[[ RECORDS open ]]

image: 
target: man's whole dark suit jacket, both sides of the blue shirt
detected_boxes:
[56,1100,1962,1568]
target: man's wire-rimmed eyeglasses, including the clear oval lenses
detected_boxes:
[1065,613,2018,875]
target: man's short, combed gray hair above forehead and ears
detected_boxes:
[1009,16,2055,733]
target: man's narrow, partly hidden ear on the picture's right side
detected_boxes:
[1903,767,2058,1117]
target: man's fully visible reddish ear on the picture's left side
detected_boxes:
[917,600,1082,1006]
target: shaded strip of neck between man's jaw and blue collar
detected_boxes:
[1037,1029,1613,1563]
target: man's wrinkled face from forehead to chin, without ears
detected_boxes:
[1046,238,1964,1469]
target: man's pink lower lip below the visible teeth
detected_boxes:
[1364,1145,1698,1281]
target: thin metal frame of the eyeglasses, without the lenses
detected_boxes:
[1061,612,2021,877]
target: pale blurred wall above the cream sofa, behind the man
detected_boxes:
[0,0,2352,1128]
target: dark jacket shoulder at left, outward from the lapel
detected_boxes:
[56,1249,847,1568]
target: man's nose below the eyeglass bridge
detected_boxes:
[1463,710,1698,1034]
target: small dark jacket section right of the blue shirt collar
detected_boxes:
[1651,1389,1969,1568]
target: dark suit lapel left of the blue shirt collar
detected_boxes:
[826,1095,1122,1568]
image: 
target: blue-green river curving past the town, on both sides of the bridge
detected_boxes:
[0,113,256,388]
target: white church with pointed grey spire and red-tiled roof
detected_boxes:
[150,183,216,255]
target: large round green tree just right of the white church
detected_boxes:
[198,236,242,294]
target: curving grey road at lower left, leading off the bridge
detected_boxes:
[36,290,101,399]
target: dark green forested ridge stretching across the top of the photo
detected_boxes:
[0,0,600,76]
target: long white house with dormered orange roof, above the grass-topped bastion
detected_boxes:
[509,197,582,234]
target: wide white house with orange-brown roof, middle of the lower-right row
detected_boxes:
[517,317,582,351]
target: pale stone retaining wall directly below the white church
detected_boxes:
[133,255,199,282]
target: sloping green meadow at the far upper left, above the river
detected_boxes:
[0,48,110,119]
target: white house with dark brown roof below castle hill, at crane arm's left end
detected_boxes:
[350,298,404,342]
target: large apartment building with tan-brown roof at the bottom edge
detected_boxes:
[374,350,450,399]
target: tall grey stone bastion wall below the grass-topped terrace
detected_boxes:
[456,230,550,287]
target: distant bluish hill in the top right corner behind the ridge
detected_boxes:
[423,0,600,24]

[[ RECORDS closed ]]

PROBLEM STATEMENT →
In the listing above, locate the line with "target: man's short, combed" and the line with "target: tall grey", then extract exactly those lines and every line between them, and nothing more.

TASK OUTPUT →
target: man's short, combed gray hair above forehead and ears
detected_boxes:
[1009,16,2055,733]
target: man's narrow, partly hidden ear on the picture's right side
detected_boxes:
[1903,767,2058,1117]
target: man's fully visible reddish ear on the picture's left side
detected_boxes:
[917,600,1082,1006]
target: shaded strip of neck between man's jaw and blue collar
detected_boxes:
[1037,1029,1613,1563]
target: man's wrinkled face from forehead to chin, without ears
detected_boxes:
[1046,238,1964,1469]
target: man's pink lower lip below the visible teeth
detected_boxes:
[1364,1145,1698,1281]
target: thin metal frame of the eyeglasses, without the lenses
detected_boxes:
[1061,612,2021,877]
target: pale blurred wall above the cream sofa, behind the man
detected_boxes:
[0,0,2352,1128]
target: dark jacket shoulder at left, outward from the lapel
detected_boxes:
[56,1249,847,1568]
target: man's nose below the eyeglass bridge
detected_boxes:
[1463,710,1698,1034]
target: small dark jacket section right of the blue shirt collar
detected_boxes:
[1651,1389,1969,1568]
target: dark suit lapel left of the blue shirt collar
detected_boxes:
[826,1095,1122,1568]
image: 
target: blue-green river curving past the town, on both sides of the bridge
detected_boxes:
[0,113,256,388]
target: white church with pointed grey spire and red-tiled roof
detected_boxes:
[150,183,216,255]
target: large round green tree just right of the white church
detected_boxes:
[198,236,242,294]
target: curving grey road at lower left, leading off the bridge
detected_boxes:
[36,290,101,399]
target: dark green forested ridge stretching across the top of the photo
detected_boxes:
[0,0,600,76]
target: long white house with dormered orange roof, above the grass-topped bastion
detected_boxes:
[509,197,582,234]
target: wide white house with orange-brown roof, middle of the lower-right row
detected_boxes:
[517,317,582,351]
target: pale stone retaining wall directly below the white church
detected_boxes:
[133,255,199,282]
target: sloping green meadow at the far upper left, above the river
detected_boxes:
[0,48,110,119]
target: white house with dark brown roof below castle hill, at crane arm's left end
detected_boxes:
[350,298,404,342]
target: large apartment building with tan-brown roof at the bottom edge
detected_boxes:
[374,350,450,399]
target: tall grey stone bastion wall below the grass-topped terrace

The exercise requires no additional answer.